(Extracted data entries)
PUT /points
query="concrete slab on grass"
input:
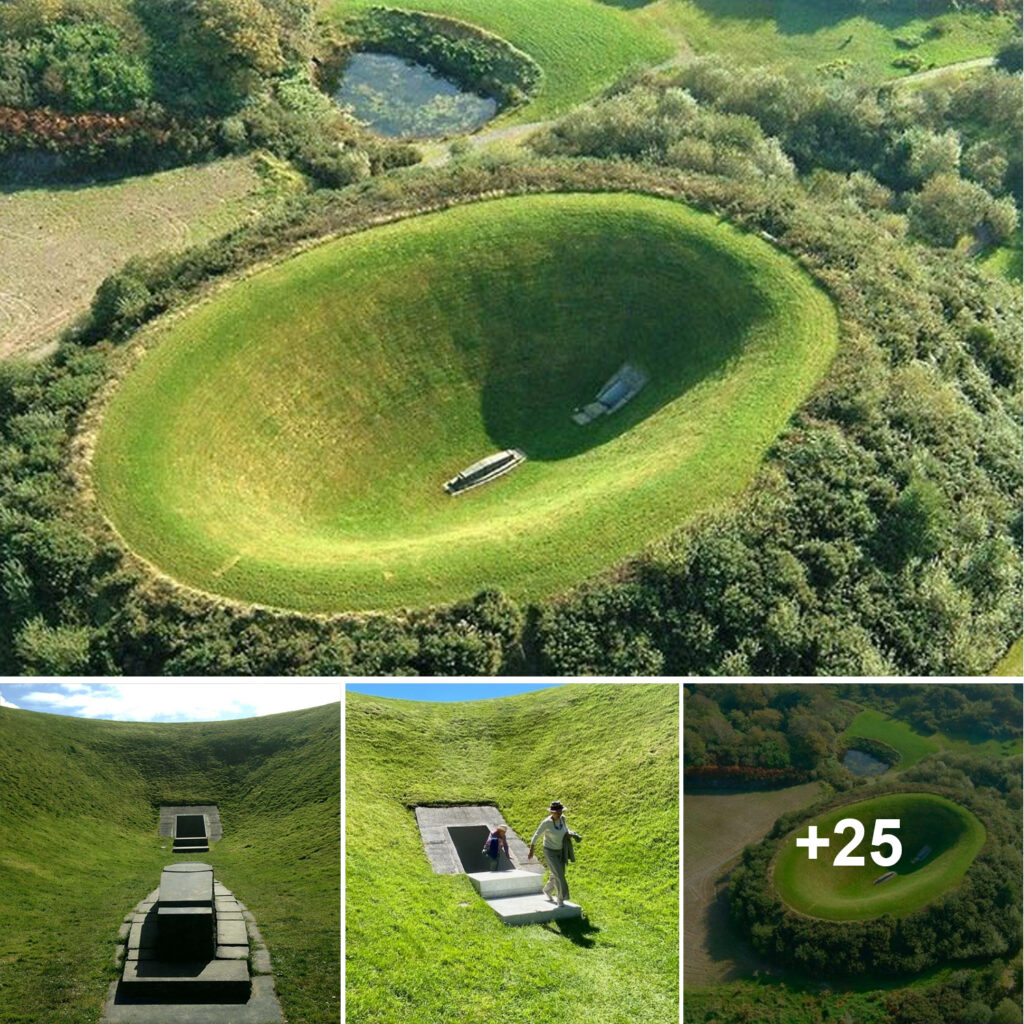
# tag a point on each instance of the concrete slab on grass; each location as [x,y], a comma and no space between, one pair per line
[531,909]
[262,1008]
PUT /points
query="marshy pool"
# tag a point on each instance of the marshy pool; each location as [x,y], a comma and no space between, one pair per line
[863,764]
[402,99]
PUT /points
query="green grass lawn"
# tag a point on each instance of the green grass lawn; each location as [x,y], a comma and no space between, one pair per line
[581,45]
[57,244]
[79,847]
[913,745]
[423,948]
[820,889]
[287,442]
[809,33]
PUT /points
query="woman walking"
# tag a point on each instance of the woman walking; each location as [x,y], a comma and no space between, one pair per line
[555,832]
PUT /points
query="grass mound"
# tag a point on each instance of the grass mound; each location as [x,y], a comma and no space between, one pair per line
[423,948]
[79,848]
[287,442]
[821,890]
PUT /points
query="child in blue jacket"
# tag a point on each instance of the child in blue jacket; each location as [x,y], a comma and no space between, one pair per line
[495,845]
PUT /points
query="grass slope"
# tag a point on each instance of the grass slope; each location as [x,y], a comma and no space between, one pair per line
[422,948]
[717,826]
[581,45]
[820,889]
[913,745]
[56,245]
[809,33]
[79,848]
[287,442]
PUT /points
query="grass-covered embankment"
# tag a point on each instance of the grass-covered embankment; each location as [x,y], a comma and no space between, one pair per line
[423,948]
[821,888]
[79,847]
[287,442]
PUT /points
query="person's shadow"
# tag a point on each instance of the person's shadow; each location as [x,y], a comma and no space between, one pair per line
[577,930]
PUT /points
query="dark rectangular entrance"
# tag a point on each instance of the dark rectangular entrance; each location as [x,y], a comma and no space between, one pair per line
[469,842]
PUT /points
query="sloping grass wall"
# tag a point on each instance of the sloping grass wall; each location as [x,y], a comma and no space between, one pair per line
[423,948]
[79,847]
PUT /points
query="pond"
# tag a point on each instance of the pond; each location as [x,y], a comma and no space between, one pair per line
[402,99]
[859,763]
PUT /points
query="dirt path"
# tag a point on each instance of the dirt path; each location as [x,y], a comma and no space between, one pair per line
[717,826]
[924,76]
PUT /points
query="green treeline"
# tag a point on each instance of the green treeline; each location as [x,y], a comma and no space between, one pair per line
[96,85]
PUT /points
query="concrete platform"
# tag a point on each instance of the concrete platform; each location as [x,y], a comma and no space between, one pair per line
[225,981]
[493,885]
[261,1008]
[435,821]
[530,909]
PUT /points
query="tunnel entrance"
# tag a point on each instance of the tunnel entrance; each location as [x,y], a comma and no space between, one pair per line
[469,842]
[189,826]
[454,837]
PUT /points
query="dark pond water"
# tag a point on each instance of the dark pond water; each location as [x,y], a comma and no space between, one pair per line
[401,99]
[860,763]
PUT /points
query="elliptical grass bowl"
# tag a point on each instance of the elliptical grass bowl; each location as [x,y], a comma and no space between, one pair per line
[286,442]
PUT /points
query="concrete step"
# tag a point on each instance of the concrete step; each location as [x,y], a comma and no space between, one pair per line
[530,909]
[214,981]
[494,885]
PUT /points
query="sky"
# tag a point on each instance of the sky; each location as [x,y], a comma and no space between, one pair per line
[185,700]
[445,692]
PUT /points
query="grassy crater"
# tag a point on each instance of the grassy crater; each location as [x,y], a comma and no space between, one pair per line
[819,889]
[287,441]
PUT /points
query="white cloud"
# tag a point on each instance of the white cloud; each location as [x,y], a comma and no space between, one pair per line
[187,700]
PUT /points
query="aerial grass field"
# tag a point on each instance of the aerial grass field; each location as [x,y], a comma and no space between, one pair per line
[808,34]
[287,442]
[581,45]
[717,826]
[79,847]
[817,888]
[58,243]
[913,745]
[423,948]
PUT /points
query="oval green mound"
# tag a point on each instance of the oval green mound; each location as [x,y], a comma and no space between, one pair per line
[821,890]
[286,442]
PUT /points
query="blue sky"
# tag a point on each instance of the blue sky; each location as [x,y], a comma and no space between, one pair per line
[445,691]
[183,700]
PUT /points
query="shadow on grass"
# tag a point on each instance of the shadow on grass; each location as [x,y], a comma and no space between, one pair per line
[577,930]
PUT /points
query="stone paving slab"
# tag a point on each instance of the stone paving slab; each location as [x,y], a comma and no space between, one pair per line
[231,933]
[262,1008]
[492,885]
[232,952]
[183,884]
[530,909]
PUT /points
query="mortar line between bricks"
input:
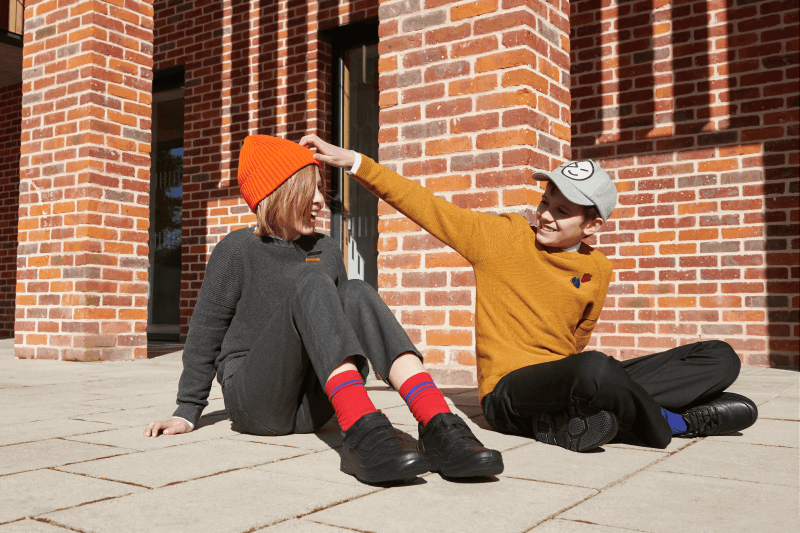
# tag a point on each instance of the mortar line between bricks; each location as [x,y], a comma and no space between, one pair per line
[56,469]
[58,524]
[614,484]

#### TRY IT
Could you output the lines above exactly, with no pictures included?

#### ANSWER TO THE PROBLEM
PUT /points
query="concrete slab on grass"
input:
# tag a point on each instance of the concrete slab on grass; each location as [x,y], a comma and no space between, one pair per line
[531,909]
[262,1008]
PUT /points
query="marshy pool"
# tag a point on each instance of the marshy pool; each location as [x,y], a comma and no space between, one pair per line
[863,764]
[402,99]
PUT /points
query="green grass lawn"
# tag a point on each instance of the green grass lawn; each location as [x,y], a comma and no space between, one pair per line
[581,45]
[57,244]
[79,847]
[913,745]
[423,948]
[820,889]
[287,442]
[809,33]
PUT /points
query="woman walking"
# tag a point on each instance of the woman walking; each location as [x,y], a comma and no space between, one pair per line
[555,832]
PUT /points
query="grass mound"
# tag a point on each instance of the grass mound; each location as [x,y], a comma and no space between, one pair per line
[423,948]
[79,848]
[287,442]
[821,890]
PUT /points
query="child in blue jacket"
# tag a point on each instance of the child in blue jacket; each location as [x,y], a comma and no space between, one pair per line
[495,845]
PUT /points
query="grass slope"
# tag a point on each instance of the grass slope; each location as [x,y], a comma and no space between, one pair per line
[422,948]
[717,826]
[581,45]
[820,889]
[913,745]
[56,245]
[809,33]
[79,848]
[287,442]
PUT /points
query="grass-covered embankment"
# tag a point on each instance of the grass-covered embankment; each location as [x,y], a comma and no space between, one pair per line
[423,948]
[821,888]
[79,847]
[287,442]
PUT /points
query="person's shadow"
# tag a point on each instance of the person's shadow; each location as [x,y], a comma and no space between, one pair per line
[577,930]
PUT /points
query="dark rectangular entrance"
# tag a point on each instance of the dark rectangular entrance; each location as [x,y], a comma and no space between, one pair per line
[469,842]
PUT /points
query="sloping grass wall"
# tag a point on each instance of the sloping grass wall; each location as [x,y], a comma and no space between, one pair per line
[423,948]
[79,847]
PUT /points
query="pond"
# tag a point on each instance of the pond; each location as [x,y], a comma and no space between, one pair per line
[402,99]
[859,763]
PUT /points
query="dirt path"
# tag a point on each instance of the dirt path; each location as [x,y], a comma and no space between, one pair per line
[717,826]
[924,76]
PUT /points
query="green treeline"
# tag a point on each instance of the green treeline; each location as [x,y], a comma and no space between, one pair per line
[96,85]
PUT /points
query="concrete platform"
# tag a point on each instance of the concrete platform; each location as [x,y], a comma and no space between, one pair per line
[225,981]
[493,885]
[261,1008]
[435,821]
[530,909]
PUT /points
query="tunnel entrance"
# tag a point on each instance of the tunnel entrance; each location as [x,y], a comma and no space between, one pair per line
[469,842]
[189,826]
[454,837]
PUT /points
query="dark pond water"
# tag a point on each instance of the dark pond water; each location as [x,y], a comma and no space between, one pair per line
[401,99]
[860,763]
PUT /points
query="elliptical grass bowl"
# tag a point on each instance of the elliptical grass bowl; each location as [x,y], a comma and no space between, one pair per line
[286,442]
PUT /points
query="concrete step"
# tag a point on each instance of the concrete step; each location as [x,y], a comma and no space between, one pair per line
[530,909]
[214,981]
[494,885]
PUT /points
query="sky"
# tag a point on each instance of the sky; each location as [x,y], a comma and no space between, one pair per line
[185,700]
[445,692]
PUT /points
query="grassy crater"
# tag a point on each instance of the grassy crater; each location as [x,y], a comma and no space between, one pair per line
[819,889]
[287,441]
PUT /points
query="white cloud"
# tag a point on each instance of the white cloud; each location as [x,y], a comma and no space between, one pair per line
[187,700]
PUT /points
query="aerial grass field"
# tag a point on each instance of the aerial grass field; each location as [x,y], a comma and no space between, one pair per line
[808,34]
[287,442]
[581,45]
[717,826]
[79,847]
[817,888]
[58,243]
[913,745]
[423,948]
PUT /points
query="oval green mound"
# tag a point on each instance of the oval green mound; each location as [x,y], a comma and no space between, one pair per line
[821,890]
[286,442]
PUT /points
query="blue sky"
# tag a point on each instance of the blue sky; each location as [x,y], a comma and no space between, one pair per line
[445,691]
[183,700]
PUT /points
query="shadow on grass"
# tag a point on each instance of the shadow on grass; each location as [x,y], a comma and no space between, one pair per line
[577,930]
PUT /points
query="stone paving slab"
# tag a point on each instance of the stone paving slab; each location as [x,y], a comma and no space between, one pair per line
[231,933]
[262,1008]
[492,885]
[232,952]
[183,884]
[530,909]
PUT /points
query="mortar line between bricks"
input:
# tag a point on each instance of the mortar line between bricks; each location as [x,y], a comma and no space between, one pair per line
[56,469]
[58,524]
[614,484]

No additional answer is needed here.